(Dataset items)
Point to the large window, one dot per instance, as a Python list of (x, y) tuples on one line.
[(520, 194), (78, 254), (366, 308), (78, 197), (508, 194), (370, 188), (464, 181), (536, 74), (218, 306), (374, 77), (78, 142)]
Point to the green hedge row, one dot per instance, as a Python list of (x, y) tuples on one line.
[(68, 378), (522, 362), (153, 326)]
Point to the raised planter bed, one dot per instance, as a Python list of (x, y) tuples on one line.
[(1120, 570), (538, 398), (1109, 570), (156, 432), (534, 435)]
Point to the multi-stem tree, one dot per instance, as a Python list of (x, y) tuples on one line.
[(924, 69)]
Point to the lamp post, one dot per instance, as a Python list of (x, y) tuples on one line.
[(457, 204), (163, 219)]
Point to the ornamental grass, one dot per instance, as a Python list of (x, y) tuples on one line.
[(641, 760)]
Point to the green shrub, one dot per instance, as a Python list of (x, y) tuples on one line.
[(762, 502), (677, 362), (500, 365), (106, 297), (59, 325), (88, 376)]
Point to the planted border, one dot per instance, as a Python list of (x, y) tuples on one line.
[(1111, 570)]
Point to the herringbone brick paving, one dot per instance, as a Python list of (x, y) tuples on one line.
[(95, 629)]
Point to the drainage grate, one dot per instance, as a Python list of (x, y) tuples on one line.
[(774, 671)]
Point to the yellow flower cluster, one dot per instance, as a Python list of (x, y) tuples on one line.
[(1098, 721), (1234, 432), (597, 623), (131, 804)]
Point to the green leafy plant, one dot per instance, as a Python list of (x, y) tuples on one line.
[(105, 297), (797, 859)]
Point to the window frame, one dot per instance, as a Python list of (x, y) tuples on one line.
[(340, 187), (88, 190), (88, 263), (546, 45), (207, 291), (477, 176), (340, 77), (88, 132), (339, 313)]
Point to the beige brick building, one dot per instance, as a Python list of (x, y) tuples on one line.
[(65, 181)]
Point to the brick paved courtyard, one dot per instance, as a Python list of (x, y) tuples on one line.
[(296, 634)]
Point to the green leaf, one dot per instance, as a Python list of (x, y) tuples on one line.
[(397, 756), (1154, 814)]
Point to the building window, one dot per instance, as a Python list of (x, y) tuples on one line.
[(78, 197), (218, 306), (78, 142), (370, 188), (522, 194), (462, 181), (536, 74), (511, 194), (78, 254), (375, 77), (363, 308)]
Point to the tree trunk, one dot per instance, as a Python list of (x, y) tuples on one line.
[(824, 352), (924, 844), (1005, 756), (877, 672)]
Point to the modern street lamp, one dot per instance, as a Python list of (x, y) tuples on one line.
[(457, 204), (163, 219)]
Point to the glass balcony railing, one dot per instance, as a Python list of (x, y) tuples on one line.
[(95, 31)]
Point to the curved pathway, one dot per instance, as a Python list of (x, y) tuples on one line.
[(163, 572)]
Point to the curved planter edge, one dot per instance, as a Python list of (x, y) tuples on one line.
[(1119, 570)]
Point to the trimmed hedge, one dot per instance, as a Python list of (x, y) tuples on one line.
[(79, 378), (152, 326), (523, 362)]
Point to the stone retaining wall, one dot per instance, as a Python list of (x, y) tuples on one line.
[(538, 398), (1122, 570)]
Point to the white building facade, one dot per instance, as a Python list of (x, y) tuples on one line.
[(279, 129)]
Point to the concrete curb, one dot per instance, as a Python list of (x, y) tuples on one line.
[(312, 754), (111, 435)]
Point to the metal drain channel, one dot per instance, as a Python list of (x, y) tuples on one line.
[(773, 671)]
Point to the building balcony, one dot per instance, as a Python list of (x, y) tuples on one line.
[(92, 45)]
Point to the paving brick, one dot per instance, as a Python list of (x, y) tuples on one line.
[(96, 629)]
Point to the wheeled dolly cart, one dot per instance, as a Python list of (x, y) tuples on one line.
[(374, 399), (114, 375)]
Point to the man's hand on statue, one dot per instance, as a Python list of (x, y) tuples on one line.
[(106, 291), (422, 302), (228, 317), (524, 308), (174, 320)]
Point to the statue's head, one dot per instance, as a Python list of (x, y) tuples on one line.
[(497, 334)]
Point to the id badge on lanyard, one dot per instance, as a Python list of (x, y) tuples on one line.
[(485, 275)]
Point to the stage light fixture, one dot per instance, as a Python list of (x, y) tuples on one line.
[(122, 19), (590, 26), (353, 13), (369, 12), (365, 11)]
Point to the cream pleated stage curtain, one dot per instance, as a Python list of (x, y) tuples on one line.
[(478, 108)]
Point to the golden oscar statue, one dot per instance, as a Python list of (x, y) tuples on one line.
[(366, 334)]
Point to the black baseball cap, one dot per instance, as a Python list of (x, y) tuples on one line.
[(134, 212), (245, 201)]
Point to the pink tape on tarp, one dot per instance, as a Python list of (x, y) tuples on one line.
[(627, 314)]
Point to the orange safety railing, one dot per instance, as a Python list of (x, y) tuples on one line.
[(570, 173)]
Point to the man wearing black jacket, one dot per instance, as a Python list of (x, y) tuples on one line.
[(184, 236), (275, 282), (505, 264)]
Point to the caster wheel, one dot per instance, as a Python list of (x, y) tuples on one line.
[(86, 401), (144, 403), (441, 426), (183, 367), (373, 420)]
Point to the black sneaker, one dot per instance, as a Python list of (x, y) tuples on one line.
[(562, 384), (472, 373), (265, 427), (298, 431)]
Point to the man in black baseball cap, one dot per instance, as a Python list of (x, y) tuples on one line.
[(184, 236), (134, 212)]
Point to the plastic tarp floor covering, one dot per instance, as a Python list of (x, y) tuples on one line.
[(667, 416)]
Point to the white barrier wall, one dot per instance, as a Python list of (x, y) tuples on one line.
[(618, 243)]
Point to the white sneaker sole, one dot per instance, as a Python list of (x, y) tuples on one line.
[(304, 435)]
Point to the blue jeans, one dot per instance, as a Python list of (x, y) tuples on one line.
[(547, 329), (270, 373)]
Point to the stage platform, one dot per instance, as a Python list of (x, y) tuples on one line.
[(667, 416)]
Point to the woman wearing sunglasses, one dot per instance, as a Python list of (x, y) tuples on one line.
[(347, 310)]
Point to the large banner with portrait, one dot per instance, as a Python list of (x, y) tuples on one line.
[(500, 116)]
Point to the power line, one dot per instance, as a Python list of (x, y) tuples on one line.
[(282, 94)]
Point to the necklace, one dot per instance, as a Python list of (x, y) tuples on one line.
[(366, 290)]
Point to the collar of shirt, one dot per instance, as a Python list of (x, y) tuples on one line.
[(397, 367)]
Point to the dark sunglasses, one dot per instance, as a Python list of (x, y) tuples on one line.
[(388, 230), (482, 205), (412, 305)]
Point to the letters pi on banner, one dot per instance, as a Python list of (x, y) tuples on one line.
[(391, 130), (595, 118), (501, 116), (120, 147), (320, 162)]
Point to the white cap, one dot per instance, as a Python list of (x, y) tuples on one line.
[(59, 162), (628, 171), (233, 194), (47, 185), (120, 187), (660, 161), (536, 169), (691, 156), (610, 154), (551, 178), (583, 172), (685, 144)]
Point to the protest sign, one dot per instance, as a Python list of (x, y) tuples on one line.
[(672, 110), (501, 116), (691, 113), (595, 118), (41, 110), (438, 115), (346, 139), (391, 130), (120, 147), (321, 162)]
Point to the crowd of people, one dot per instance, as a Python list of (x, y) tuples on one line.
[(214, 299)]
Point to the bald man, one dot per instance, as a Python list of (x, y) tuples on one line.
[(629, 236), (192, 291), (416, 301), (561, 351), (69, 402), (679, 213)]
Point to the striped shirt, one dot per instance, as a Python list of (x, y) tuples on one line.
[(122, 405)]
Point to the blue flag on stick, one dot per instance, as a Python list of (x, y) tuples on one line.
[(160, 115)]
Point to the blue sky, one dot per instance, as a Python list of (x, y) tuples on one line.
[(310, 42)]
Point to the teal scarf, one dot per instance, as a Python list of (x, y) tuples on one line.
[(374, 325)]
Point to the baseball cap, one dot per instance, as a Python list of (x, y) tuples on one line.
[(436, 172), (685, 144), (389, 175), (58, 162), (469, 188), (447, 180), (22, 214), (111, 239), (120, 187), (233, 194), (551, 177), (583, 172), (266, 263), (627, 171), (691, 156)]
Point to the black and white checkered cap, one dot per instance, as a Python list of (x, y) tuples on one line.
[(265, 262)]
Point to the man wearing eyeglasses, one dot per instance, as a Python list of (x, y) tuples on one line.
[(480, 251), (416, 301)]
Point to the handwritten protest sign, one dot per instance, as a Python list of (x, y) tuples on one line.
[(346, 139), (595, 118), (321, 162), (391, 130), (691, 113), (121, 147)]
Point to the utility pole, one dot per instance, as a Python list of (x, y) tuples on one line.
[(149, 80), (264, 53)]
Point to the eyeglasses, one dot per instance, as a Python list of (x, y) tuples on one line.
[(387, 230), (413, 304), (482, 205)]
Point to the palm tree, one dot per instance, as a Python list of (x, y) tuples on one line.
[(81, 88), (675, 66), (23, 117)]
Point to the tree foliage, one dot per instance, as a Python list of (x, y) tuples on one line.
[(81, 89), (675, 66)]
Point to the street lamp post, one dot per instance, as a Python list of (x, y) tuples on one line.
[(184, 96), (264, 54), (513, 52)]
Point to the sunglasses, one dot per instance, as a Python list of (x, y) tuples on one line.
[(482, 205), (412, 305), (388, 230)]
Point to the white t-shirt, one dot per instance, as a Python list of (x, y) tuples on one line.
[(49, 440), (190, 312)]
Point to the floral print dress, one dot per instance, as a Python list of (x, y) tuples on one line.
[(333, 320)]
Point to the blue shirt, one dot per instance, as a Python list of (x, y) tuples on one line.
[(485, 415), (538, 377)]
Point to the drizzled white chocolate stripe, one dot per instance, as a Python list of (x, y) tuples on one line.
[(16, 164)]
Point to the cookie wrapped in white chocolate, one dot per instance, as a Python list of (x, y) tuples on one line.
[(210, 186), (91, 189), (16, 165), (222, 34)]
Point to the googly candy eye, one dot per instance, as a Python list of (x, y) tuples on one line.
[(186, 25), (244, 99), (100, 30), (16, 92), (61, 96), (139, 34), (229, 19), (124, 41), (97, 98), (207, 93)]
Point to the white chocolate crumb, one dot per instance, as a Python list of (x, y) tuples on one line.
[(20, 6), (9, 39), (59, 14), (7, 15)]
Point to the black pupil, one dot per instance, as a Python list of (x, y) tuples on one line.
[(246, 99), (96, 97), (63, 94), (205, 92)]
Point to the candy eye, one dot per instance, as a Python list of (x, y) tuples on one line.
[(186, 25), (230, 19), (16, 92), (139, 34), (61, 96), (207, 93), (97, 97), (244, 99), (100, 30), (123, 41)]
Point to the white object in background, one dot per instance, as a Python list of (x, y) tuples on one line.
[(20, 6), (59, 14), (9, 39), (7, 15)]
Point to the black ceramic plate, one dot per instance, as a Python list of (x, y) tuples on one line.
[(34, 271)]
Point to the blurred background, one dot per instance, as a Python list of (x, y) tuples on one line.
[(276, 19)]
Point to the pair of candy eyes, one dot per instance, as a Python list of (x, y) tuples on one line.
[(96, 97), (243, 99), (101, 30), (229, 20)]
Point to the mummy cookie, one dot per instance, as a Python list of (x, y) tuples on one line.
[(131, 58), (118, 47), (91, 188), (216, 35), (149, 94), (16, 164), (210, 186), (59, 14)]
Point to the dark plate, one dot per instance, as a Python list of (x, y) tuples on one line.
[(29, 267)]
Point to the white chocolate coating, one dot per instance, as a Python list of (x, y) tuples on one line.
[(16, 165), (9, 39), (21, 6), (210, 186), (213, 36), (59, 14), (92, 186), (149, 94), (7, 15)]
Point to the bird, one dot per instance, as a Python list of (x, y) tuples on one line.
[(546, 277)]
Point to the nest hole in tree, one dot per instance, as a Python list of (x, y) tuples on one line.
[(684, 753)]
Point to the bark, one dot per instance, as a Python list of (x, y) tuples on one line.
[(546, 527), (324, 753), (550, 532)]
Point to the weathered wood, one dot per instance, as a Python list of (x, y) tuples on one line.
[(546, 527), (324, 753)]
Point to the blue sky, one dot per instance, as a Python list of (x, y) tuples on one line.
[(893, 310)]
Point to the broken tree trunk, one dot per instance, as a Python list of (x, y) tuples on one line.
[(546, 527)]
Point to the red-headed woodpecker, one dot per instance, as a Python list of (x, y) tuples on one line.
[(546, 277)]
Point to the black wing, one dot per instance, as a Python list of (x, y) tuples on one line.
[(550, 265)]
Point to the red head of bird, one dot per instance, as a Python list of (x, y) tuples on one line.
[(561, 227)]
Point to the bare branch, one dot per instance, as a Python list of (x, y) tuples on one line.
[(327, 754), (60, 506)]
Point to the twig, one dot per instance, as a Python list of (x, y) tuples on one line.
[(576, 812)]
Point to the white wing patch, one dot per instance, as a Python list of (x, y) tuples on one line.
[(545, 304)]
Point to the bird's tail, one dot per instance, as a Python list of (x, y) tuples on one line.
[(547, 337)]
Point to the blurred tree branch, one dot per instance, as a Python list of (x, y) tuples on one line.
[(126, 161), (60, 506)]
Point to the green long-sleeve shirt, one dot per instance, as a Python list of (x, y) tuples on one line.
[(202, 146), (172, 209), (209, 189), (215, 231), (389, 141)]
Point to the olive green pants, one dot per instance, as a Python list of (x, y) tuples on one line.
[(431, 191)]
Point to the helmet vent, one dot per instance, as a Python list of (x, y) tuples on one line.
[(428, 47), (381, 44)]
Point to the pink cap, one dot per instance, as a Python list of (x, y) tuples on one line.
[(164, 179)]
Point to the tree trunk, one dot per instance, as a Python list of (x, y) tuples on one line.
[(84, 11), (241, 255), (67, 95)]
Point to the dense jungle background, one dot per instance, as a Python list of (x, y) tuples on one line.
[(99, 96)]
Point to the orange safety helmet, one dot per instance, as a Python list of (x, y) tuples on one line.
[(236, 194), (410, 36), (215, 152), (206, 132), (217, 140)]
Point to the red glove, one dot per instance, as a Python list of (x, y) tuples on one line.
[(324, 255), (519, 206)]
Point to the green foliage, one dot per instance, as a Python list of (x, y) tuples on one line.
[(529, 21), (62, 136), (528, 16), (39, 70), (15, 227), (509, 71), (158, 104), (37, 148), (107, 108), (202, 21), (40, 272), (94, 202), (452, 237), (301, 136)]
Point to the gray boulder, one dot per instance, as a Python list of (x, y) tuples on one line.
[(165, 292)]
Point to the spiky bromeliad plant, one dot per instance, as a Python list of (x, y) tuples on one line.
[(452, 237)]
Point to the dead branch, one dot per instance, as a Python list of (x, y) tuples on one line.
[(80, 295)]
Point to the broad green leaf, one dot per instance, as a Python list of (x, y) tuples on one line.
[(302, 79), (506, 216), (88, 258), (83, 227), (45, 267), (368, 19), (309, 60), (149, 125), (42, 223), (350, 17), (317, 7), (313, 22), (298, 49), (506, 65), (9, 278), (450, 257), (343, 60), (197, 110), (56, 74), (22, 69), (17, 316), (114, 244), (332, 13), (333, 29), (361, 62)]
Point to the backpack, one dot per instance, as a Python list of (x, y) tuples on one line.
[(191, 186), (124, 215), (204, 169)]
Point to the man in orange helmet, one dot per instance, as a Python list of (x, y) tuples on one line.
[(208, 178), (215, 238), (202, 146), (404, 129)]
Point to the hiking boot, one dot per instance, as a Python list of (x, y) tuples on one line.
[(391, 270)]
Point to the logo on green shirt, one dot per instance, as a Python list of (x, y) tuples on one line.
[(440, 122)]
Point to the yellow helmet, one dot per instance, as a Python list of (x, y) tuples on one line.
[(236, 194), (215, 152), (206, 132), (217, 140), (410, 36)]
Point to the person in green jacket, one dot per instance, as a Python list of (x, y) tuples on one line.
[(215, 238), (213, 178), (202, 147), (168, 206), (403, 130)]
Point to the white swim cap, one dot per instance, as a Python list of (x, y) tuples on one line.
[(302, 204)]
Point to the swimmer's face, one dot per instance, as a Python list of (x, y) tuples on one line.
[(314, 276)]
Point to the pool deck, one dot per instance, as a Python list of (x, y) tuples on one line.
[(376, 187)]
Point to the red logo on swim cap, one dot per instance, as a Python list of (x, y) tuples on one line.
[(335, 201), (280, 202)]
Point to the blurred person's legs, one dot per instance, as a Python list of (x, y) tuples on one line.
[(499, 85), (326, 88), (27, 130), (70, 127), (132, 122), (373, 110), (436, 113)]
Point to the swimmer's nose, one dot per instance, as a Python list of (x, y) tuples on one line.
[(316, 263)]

**GOAL:** Render the material from the line containing "Point to the googly" up to and including the line containing "[(20, 6), (59, 14), (9, 39), (7, 15)]" as a JSON list of strings. Use one string per line and omit any blank lines.

**TASK RESULT:**
[
  "Point to the googly candy eye, one dot per instance, as a Python list of (x, y) tuples on one line.",
  "[(186, 25), (244, 99), (100, 30), (16, 92), (61, 96), (139, 34), (229, 19), (124, 41), (97, 98), (207, 93)]",
  "Point to the white chocolate crumb, one dot per instance, as a Python list of (x, y) tuples on one line.",
  "[(20, 6), (9, 39), (59, 14), (7, 15)]",
  "Point to the black pupil, one dot per instance, as a Python list of (x, y) tuples on one line.",
  "[(246, 99), (96, 97), (63, 94), (205, 92)]",
  "Point to the candy eye, one dot per instance, as a Python list of (x, y) tuples on one line.",
  "[(186, 25), (230, 19), (16, 92), (139, 34), (61, 96), (207, 93), (97, 97), (244, 99), (100, 30), (123, 41)]",
  "Point to the white object in background, one dot per instance, as a Python list of (x, y) tuples on one line.",
  "[(20, 6), (59, 14), (9, 39), (7, 15)]"
]